TASK ITEM
How many lines in the material below include the word "When"? Give only the number.

RECORDS PROVIDED
[Start of Attachment]

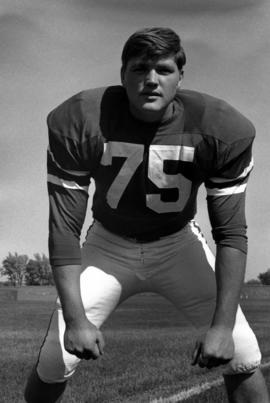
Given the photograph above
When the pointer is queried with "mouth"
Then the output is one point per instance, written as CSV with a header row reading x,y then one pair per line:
x,y
150,94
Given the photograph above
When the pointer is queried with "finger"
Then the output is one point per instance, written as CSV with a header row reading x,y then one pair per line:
x,y
196,353
203,362
100,343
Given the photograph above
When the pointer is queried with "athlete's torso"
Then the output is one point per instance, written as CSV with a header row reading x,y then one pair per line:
x,y
147,175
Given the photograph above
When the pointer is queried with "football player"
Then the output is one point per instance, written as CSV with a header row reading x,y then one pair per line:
x,y
148,146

[End of Attachment]

OUTPUT FOR THIS EXERCISE
4